The problem - In the passage on fraud under Michigan law below, what may a party induced by fraud to enter into a contract elect to do?

Given text -
This “false token” exception applies when “the facts of the case compel the inference that the
promise was but a devise to perpetrate a fraud” and the promise was made “without intention of
performance.” Hi-Way Motor Co., 398 Mich. at 339, 247 N.W.2d at 817; see also Rutan v. Straehly,
289 Mich. 341, 286 N.W. 639 (1939). Michigan courts also recognize that actionable fraudulent
inducement can occur when “a party materially misrepresents future conduct under circumstances
in which the assertions may reasonably be expected to be relied upon and are relied upon.” Samuel
D. Begola Servs., Inc. v. Wild Bros., 210 Mich. App. 636, 639, 534 N.W.2d 217, 219 (1995). A
party induced by fraud to enter into a contract may elect to void the contract. Id. at 640, 534 N.W.2d
at 217.

Supplied information -
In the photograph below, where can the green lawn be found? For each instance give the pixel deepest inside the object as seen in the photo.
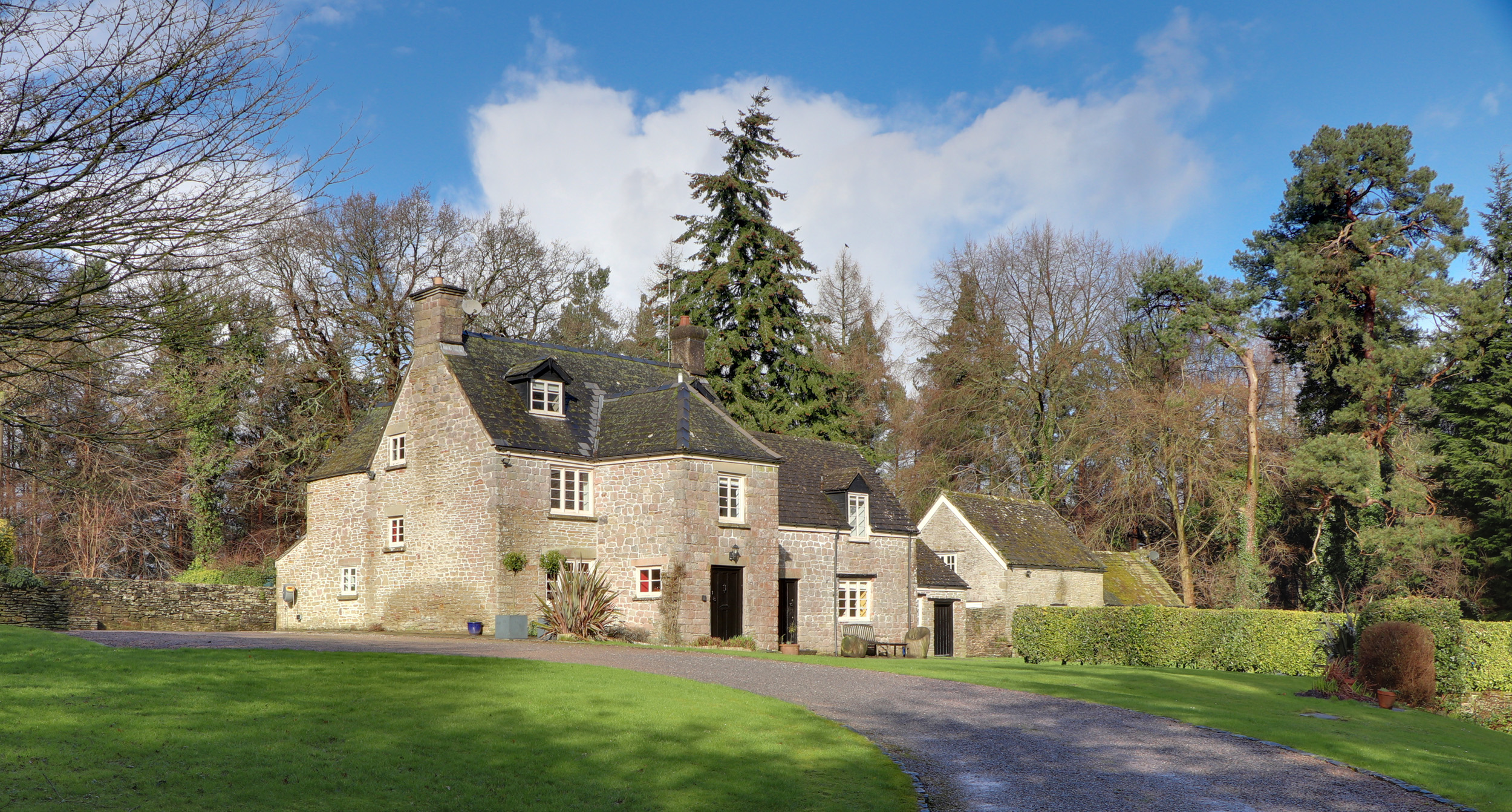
(1456, 759)
(82, 725)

Answer to the problem - Void the contract.